Text passage:
We also wanted to further emphasize and explore device transparency. Readers will see that in this report, we’ve really sought to give as clear of a picture as possible to what it would be like to work with a particular device maker while running a trial.

OSP: How did you determine which devices and brands to cover?

SV: A large contributor in our decision on which brands to cover was research presence. There are a few device makers which are already pretty well known in the clinical space. Actigraph and Activinsights, for example, make devices specifically for the usage of clinical trials, and combined are present in thousands of studies that utilize wearables.

Other brands like Apple, Fitbit, Garmin, and Polar, while mainly consumer focused, are also used in a considerable amount of clinical studies. We also wanted to cover device makers that we feel have the potential to be a larger player in the future, even if their clinical presence is currently limited.

When deciding which devices to review, we had a list of criteria that needed to be met in order for us to recommend a device’s use in a clinical trial. We required the device to be worn somewhere on the body (as opposed to a patch or environmental sensor), to capture data continuously, and to, at minimum, collect heart rate data.

OSP: What are the most interesting or useful findings?

Samuel Volchenboum, chief medical officer, Litmus Health

SV: We believe the main takeaway is this: right now, there is no perfect wearable. Some devices are technologically advanced, yet there is still lack of access to minimally transformed data. Other device makers with a high transparency score haven’t advanced as quickly as we’d like to see in a technological sense. Detecting heart rate is a minimum, yet we are capable of so much more than that now.

Another interesting thing we found is there’s currently a huge emphasis around heart metrics. Apple, Samsung, and Fitbit have all scrambled to get FDA clearance for their ECG sensors to detect Atrial Fibrillation (AFib). In particular, Apple just wrapped up a cardiology study with over 400,000 patients that focused on AFib.

Finally, we found that the pandemic drove more consumer-focused brands to finally venture into the clinical space. For example, OURA has recently been in the public eye given its new partnerships with the NBA and NASCAR to monitor player health — something that likely wouldn’t have occurred without COVID.

OSP: Were there any surprises?

Entries supplied:
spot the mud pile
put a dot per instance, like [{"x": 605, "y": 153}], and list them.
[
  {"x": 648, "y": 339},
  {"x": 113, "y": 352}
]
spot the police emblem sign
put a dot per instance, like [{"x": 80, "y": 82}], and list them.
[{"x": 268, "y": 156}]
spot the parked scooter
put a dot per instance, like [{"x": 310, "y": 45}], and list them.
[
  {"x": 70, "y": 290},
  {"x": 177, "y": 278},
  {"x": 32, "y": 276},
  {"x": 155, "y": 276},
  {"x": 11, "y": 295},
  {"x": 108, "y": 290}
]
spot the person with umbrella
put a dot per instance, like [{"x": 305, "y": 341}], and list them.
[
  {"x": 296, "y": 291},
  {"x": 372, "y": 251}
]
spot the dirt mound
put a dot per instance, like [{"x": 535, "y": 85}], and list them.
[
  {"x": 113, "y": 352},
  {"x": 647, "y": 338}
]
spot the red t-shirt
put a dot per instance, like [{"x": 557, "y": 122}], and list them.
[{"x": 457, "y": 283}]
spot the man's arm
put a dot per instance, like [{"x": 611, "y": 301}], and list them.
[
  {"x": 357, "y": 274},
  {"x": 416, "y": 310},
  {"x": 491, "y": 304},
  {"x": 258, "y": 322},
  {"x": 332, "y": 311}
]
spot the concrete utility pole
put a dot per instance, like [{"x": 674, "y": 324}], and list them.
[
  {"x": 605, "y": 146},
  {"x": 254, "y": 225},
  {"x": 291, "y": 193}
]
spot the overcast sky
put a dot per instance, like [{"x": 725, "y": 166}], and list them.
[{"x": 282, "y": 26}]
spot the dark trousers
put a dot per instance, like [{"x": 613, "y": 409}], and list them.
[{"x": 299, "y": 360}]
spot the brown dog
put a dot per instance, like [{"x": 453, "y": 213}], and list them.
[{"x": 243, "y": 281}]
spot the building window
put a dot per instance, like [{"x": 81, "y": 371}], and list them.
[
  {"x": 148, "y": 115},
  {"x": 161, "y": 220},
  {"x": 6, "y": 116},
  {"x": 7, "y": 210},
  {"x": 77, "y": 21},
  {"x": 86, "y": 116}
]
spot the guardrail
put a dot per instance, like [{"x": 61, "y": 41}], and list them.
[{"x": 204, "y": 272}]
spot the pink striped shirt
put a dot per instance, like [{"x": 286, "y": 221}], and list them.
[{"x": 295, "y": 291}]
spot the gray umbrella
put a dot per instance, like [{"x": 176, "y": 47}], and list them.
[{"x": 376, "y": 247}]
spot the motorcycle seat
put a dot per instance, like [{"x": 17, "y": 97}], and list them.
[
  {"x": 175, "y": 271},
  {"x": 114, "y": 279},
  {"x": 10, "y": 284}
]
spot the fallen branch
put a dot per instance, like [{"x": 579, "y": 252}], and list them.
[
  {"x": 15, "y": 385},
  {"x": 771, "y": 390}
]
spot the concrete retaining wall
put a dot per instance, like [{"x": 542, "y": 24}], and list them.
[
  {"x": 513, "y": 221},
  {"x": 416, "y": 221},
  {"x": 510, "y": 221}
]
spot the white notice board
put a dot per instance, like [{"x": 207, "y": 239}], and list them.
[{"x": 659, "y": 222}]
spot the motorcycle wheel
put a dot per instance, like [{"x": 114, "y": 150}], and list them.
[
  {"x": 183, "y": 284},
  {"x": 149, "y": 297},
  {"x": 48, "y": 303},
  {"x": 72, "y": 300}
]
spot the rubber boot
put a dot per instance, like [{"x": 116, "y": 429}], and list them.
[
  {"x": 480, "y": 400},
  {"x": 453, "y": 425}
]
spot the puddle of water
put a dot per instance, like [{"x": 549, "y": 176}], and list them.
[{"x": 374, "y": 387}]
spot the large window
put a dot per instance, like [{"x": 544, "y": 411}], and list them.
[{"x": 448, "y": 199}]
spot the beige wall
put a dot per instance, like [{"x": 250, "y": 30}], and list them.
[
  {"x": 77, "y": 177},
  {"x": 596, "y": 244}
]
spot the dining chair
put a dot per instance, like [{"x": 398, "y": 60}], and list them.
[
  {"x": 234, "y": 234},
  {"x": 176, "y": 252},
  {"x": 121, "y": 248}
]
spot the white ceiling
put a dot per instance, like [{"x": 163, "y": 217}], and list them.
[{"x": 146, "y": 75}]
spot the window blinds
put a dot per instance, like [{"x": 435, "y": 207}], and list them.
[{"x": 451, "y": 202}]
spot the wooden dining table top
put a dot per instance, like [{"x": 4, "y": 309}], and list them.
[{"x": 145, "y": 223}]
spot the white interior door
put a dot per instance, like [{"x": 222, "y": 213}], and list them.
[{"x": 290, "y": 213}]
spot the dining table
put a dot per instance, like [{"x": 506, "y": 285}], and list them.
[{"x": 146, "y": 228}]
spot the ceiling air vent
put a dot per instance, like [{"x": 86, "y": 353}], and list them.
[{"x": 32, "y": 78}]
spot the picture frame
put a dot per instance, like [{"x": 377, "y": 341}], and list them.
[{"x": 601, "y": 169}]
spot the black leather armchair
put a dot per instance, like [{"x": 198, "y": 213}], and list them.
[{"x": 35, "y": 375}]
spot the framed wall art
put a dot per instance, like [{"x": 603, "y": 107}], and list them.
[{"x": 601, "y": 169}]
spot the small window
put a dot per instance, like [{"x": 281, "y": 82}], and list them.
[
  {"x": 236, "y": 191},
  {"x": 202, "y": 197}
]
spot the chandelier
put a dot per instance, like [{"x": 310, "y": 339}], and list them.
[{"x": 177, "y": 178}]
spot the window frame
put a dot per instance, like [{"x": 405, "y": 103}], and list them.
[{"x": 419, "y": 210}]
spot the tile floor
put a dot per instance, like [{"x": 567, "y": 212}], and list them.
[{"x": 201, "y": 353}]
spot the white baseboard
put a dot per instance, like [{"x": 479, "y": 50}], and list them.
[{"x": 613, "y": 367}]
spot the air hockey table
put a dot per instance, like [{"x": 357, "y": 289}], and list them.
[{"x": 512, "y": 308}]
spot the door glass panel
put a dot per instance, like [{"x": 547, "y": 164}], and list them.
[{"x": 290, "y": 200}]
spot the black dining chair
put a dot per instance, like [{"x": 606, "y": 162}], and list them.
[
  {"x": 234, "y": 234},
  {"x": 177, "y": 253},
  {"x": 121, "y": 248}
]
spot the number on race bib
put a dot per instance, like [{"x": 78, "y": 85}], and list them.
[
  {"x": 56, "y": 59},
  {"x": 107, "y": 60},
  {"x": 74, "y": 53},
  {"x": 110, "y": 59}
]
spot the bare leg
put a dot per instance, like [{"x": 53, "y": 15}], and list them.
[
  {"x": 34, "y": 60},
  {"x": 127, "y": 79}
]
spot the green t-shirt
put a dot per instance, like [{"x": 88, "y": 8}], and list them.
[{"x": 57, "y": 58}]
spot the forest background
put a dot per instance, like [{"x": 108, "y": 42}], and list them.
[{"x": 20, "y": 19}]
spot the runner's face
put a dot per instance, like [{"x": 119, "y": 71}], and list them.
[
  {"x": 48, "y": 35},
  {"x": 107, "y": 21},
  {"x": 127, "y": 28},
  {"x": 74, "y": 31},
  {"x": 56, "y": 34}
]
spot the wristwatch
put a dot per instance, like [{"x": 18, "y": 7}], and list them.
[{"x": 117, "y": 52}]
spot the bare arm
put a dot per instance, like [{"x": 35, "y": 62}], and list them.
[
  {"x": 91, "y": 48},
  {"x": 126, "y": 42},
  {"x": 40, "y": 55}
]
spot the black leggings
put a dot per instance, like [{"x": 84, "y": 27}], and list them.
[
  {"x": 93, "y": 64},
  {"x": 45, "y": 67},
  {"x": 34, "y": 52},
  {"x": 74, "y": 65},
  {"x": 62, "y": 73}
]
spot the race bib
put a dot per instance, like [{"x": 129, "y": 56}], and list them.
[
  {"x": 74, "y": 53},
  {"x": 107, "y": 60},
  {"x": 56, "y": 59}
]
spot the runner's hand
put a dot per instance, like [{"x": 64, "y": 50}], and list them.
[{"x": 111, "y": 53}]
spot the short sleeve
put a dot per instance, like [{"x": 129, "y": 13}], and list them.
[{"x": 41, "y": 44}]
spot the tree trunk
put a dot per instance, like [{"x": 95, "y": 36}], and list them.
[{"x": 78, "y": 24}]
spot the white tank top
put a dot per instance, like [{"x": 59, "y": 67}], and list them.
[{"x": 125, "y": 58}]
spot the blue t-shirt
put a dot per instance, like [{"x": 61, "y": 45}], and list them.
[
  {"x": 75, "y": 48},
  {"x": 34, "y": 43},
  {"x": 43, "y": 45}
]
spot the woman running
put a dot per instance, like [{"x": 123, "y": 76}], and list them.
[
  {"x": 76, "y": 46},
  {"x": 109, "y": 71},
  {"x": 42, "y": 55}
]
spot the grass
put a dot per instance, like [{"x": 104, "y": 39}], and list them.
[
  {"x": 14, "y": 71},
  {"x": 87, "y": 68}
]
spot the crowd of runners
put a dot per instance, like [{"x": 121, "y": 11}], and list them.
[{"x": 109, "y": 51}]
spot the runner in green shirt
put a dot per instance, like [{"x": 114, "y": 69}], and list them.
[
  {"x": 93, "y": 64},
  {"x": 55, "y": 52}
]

Questions on the material:
**1.** In the interview about wearables in clinical trials, what did a device have to do to be recommended for use in a clinical trial?
**2.** Extend the interview about wearables in clinical trials from the point where it stops.

Answers by item number:
**1.** It had to be worn somewhere on the body, capture data continuously, and collect at least heart rate data.

**2.**
SV: It’s been encouraging to see how device makers have evolved their offerings over these past two years to create more transparency around their data collection principles and approach to data transformation. Because this is a topic of conversation that is almost entirely absent from the consumer market, it would be easy enough to deprioritize improvements on these fronts. However, we’ve seen quite the opposite — the majority of device makers in the report achieve at least a medium score for data transparency.

However, it is interesting and surprising to see that considerations for transparency have not yet reached the hardware side. As we state in the report, the embedded sensors in these devices often come from unknown and varied manufacturers.

Just as researchers and clinicians must examine data legacy, so too must they be aware of hardware lineage. I think it’s fair to say that while the importance of raw data is slowly becoming accepted, the additional importance of transparency about a sensor’s origin remains an overlooked challenge in the industry.

OSP: How do you expect or hope people in the research field will use this information?

SV: We hope researchers and clinicians can look to this report when deciding which device will be best for their clinical trial. By providing a comprehensive guide that reflects the concerns the pharma industry has when incorporating real world data, including device price, sensors, and data transparency, we hope to support the ongoing adoption of wearables in clinical trials.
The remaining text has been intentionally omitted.